[Dataset entries]
——
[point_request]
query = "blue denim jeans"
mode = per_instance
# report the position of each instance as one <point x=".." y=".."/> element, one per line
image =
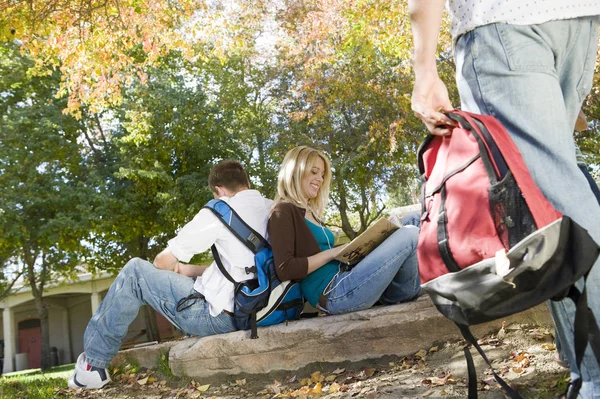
<point x="140" y="283"/>
<point x="533" y="79"/>
<point x="388" y="274"/>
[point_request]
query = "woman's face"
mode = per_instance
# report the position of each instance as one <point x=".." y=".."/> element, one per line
<point x="312" y="180"/>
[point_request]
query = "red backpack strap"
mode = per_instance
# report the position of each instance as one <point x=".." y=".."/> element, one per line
<point x="542" y="211"/>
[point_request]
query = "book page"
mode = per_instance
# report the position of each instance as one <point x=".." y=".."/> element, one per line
<point x="367" y="241"/>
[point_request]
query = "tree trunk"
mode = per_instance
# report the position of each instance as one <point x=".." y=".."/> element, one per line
<point x="42" y="309"/>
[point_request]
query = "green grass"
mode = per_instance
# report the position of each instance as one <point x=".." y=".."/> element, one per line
<point x="33" y="384"/>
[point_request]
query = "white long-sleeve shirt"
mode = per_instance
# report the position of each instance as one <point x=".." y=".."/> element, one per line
<point x="205" y="230"/>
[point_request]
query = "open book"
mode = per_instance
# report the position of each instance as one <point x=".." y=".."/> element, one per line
<point x="368" y="240"/>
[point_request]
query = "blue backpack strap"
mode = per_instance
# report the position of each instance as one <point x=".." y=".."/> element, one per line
<point x="246" y="234"/>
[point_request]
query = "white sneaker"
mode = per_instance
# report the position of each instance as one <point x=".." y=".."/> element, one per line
<point x="87" y="376"/>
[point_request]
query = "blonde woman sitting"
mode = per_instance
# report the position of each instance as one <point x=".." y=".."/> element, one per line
<point x="303" y="246"/>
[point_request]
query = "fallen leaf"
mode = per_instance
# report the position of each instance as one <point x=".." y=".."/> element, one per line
<point x="421" y="354"/>
<point x="203" y="388"/>
<point x="316" y="376"/>
<point x="335" y="387"/>
<point x="317" y="389"/>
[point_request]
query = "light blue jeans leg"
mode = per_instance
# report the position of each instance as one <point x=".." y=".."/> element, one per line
<point x="389" y="273"/>
<point x="140" y="283"/>
<point x="533" y="79"/>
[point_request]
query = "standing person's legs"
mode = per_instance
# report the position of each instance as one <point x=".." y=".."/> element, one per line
<point x="389" y="273"/>
<point x="533" y="79"/>
<point x="140" y="283"/>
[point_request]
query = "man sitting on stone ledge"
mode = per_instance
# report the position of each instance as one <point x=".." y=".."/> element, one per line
<point x="201" y="307"/>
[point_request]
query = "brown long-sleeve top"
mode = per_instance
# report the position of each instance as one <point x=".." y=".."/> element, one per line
<point x="291" y="240"/>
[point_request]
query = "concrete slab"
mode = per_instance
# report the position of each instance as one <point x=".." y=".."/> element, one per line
<point x="371" y="334"/>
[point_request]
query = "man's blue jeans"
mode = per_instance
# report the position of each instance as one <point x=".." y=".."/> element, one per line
<point x="388" y="274"/>
<point x="140" y="283"/>
<point x="533" y="79"/>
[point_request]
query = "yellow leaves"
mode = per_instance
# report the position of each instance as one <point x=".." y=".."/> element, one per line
<point x="316" y="377"/>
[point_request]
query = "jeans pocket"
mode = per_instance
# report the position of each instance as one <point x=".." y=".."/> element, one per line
<point x="524" y="48"/>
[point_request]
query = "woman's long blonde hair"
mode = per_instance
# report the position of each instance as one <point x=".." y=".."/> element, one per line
<point x="297" y="163"/>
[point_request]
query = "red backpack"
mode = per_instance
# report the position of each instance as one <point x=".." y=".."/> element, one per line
<point x="491" y="244"/>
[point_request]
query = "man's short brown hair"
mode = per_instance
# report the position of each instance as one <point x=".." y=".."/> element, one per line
<point x="228" y="174"/>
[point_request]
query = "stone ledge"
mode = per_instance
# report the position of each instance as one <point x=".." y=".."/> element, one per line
<point x="370" y="334"/>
——
* TASK:
Provide the count of lines in the data above that include the word "sleeve", with no added text.

* EXERCISE SOLUTION:
2